## [Text block]
Design and construction
- Architects: Wechsler & Schimenti
- Developer: Bernard Spitzer, Melvin Lipman

Other information
- Number of units: 309

Website
- 200-centralparksouth.com

= 200 Central Park South =

Building in Manhattan, New York

200 Central Park South is a Modern-style building on the south side of Central Park in Midtown Manhattan, New York City, at
the corner of 7th Avenue and Central Park South (59th Street). It is most notable for its curving facade, banded by balconies. Its exterior is beige brick and glass. It is across from a major pedestrian and vehicle entrance into Central Park, known as the "Merchant's Gate". This full service building was completed in 1963 by Bernard Spitzer and Melvin Lipman. (Note: Some sources give a conflicting construction date of 1965.) It was designed by Wechsler & Schimenti.

==Architecture==
The building contains a curved facade and is lined with terraces that taper in, then curve, and taper out as they wrap around the two faces of the building. The curved base gives views of Central Park to more apartments. Spitzer reportedly got the idea for the curve from the curve drawn by a pencil thrown in frustration. Its tapered balconies have been said to give it a Barcelona feel. The base rises 21 stories, while its tower is set back, and brings it up 14 more floors.

Annotation record excerpts:
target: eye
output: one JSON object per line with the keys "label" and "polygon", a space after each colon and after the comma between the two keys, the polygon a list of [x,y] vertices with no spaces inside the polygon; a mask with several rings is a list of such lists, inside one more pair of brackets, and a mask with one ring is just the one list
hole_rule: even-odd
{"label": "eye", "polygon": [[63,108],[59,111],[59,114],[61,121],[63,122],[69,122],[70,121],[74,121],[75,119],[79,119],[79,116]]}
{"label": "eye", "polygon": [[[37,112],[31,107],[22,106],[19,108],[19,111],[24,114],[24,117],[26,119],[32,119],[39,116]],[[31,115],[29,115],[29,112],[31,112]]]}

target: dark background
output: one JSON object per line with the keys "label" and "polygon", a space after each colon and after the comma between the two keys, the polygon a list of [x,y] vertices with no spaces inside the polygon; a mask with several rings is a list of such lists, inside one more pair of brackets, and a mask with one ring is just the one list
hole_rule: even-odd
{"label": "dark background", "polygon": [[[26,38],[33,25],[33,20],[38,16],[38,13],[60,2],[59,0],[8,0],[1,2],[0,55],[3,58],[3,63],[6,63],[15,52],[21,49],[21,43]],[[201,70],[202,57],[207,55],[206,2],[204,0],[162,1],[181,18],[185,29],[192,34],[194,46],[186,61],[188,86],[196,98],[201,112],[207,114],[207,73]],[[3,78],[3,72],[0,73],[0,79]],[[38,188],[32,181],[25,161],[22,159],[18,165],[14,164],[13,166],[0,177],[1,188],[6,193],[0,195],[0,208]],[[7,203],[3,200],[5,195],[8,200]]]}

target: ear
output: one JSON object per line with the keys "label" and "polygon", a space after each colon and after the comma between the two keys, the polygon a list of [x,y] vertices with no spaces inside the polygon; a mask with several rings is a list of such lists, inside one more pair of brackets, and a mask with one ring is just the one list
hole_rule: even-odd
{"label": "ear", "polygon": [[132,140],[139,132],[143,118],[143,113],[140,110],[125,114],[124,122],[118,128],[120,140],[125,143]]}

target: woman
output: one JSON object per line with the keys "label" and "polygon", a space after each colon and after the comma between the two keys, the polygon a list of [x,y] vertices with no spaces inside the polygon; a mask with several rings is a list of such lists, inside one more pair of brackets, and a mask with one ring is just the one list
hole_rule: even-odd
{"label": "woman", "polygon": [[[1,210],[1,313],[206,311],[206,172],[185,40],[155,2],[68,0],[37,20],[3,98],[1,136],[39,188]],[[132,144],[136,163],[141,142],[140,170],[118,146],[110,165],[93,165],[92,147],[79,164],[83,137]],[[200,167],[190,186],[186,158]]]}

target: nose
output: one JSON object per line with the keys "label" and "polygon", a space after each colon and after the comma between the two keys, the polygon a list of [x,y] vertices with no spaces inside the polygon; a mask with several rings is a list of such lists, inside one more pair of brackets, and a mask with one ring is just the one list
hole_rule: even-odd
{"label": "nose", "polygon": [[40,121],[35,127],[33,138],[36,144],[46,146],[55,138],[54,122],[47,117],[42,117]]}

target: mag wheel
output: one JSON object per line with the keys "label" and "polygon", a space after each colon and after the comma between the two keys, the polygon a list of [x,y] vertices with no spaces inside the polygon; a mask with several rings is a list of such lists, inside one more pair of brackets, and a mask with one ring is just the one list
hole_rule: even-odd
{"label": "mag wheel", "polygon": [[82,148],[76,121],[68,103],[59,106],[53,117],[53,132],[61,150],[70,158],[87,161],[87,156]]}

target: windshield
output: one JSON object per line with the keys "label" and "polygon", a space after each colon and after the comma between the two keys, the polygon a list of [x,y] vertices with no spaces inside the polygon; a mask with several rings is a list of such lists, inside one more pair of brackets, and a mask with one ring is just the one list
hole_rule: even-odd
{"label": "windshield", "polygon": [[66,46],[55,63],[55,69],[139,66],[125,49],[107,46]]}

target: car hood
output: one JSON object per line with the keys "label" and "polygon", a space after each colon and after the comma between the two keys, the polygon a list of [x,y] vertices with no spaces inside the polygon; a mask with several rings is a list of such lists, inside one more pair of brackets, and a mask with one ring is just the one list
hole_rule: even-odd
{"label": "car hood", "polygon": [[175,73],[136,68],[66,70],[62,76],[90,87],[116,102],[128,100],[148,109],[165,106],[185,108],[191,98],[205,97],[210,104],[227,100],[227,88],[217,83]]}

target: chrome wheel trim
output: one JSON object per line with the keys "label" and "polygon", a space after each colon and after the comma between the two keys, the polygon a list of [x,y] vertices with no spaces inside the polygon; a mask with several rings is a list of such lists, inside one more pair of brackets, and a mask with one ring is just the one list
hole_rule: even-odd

## [Set problem]
Resume the 200 Central Park South article after its last sentence, extending the Architecture section in the same encyclopedic style.

## [Answer to this problem]
As of 2016 it is a full-service residential co-op apartment building. This Midtown West building currently has 309 apartments spanning 34 floors. Amenities for its residents include a roof deck, elevator operators, maid service, valet, garage, and concierge. In 2016, it is rated as the #2 co-op building in Midtown, and #13 in Manhattan, according to CityRealty.

The building’s design was explained by Robert A. M. Stern, Thomas Mellins and David Fishman in their book, New York 1960 as "a kind of aggressive, self-referential Modernism that had hitherto been largely absent from Manhattan." Horsley asserts it resembles the Fontainebleau Hotel (1954), in Miami, designed by Morris Lapidus.

The building sits across Seventh Avenue from the New York Athletic Club, to the east. It is also near Alwyn Court to the southeast, the Saint Thomas Choir School to the south, and 220 Central Park South to the west.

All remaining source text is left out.